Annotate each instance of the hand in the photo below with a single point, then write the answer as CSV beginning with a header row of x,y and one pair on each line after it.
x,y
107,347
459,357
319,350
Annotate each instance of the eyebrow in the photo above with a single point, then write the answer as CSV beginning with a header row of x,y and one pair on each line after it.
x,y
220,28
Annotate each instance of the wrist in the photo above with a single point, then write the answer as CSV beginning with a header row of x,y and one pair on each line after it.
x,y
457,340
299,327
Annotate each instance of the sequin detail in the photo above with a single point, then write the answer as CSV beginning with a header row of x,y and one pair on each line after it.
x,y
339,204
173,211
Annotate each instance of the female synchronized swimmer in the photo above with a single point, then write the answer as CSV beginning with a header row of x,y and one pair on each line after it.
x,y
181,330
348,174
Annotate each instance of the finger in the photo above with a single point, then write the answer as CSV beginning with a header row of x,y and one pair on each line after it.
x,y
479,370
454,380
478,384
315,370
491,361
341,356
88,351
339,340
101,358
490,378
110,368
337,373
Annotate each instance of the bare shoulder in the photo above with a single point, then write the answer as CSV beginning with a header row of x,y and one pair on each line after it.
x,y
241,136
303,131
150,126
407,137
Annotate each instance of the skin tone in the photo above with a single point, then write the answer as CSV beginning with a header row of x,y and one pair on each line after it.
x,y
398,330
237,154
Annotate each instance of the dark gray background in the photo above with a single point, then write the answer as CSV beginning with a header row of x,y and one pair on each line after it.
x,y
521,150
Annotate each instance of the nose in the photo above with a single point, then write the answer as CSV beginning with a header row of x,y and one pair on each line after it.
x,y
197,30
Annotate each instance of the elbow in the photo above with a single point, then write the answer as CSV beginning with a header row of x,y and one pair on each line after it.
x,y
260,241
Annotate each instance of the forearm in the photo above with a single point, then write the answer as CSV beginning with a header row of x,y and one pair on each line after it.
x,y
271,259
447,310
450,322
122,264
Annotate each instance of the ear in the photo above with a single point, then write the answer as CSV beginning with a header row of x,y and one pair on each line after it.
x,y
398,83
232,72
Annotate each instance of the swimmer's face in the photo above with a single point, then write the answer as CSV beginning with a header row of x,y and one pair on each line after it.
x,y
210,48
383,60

··········

• **Directions for this task**
Swap "Annotate" for "Mark" in every one of the records above and write them out again, with all other wording left unchanged.

• **Worked answer**
Mark each instance of the hand in the photo below with a single point, then write the answer as CSV beginning with a header row of x,y and one pair on each line after it.
x,y
107,347
459,357
319,350
Mark each instance of the eyebrow in the photo above with a single point, then write the answer as CSV beginning with a header row of x,y and one pair on each line after it.
x,y
220,28
Mark each instance of the wrist in the photo above with a single point, then write the answer as CSV beginning with a header row of x,y and one pair on each line after it.
x,y
457,340
299,327
Mark each instance of the sequin detail in the photo above with a single point, then write the answer as CSV beginning with a header row of x,y and one pair on each line after it.
x,y
339,204
173,211
Mark each instance of the female synchronized swimmer in the photo above with a single point, then write the answer as CSV beginning with a header row of x,y and one pair on each line after it.
x,y
181,330
348,174
Mark each instance of the finger in the photo above with a single point, then write the answer as CSV beginning with a header row of x,y and one pair on each line after it.
x,y
479,370
454,380
478,384
315,370
491,361
341,356
88,351
339,340
101,358
490,378
110,368
337,373
Mark each instance of the bare shoulder in the photo above with a single point, then write the answer as CSV beginning with a header row of x,y and one pair on each line after it.
x,y
241,136
303,131
150,126
407,137
Mark each instance of the skin tone in the photo above with a single point, then write the answer as CSV beginning with a header row of x,y and one pair on each line after it.
x,y
398,330
237,154
Mark each instance of the dark gray background in the photo above with a single point, then write the answer as CSV beginning with a header row of x,y and one pair on each line after it.
x,y
521,150
Mark each instance of the nose in the photo above with a single point, then write the answer as CSV beginning with a header row of x,y and one pair on each line after it.
x,y
197,30
Mark each instance of the elbow in the photo above with a single point, then write the answer as CSV beginning with a header row of x,y and one pair on each line after it.
x,y
260,241
Mark each instance of the forearm in the photo above with a single point, then write the answer as CSV beginning with a header row of x,y and one pair on each line after it.
x,y
271,259
447,310
450,322
122,264
Mark each instance of the ear in the photo above with a single point, then write the answer as CSV beginning with a header row of x,y and one pair on each line after it.
x,y
398,83
232,72
Mark each instance of the swimmer's face in the photo above with a single point, then write the answer as CSV beginning with a header row of x,y and one pair on each line after it.
x,y
210,48
383,60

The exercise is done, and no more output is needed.